• **Task statement**: This exercise calls for every line of the data below with the string "bird" in it.

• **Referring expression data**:
___
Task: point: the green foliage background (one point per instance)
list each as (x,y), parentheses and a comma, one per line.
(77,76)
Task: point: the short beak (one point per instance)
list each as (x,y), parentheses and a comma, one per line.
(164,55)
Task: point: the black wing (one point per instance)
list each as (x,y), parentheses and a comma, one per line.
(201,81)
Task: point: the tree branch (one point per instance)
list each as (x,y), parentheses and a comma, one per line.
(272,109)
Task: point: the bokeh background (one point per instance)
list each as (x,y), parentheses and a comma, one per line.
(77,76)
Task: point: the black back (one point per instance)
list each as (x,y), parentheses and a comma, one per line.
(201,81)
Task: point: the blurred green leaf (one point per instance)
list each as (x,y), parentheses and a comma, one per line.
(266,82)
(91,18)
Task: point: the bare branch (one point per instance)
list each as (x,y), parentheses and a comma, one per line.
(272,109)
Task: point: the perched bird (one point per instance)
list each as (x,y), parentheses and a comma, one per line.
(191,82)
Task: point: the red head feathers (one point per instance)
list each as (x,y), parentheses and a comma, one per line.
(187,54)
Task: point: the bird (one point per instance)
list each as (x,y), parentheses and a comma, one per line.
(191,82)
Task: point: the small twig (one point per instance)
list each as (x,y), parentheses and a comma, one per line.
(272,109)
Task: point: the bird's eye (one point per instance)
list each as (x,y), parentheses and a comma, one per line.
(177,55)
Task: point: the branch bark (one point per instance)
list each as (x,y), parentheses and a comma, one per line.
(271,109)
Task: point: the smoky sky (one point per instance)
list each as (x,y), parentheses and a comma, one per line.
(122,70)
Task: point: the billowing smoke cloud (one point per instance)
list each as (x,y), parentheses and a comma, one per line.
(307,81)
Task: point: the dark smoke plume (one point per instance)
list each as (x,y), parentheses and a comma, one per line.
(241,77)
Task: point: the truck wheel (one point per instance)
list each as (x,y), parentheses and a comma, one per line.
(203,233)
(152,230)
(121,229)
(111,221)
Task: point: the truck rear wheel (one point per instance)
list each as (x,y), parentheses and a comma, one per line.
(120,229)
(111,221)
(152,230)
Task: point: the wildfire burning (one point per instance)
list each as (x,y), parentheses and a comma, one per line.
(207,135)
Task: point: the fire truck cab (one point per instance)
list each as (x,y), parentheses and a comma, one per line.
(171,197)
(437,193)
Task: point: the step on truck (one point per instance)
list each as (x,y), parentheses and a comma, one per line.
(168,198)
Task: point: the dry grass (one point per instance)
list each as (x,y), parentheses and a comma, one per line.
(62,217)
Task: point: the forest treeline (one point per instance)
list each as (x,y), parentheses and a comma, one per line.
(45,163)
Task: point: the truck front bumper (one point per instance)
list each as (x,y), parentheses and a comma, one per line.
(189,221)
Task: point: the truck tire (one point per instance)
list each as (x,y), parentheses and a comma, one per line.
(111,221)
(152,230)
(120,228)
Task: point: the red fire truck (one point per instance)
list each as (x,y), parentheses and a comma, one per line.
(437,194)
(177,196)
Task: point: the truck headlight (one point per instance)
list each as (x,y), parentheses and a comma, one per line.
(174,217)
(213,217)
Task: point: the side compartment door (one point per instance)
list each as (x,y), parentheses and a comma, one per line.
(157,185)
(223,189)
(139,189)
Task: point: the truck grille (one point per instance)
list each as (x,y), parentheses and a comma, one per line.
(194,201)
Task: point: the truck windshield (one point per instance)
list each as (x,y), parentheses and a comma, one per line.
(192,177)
___
• **Answer space**:
Task: point: the perched bird (one point per instance)
Task: point: the bird (one point per instance)
Task: point: the bird's eye (one point per instance)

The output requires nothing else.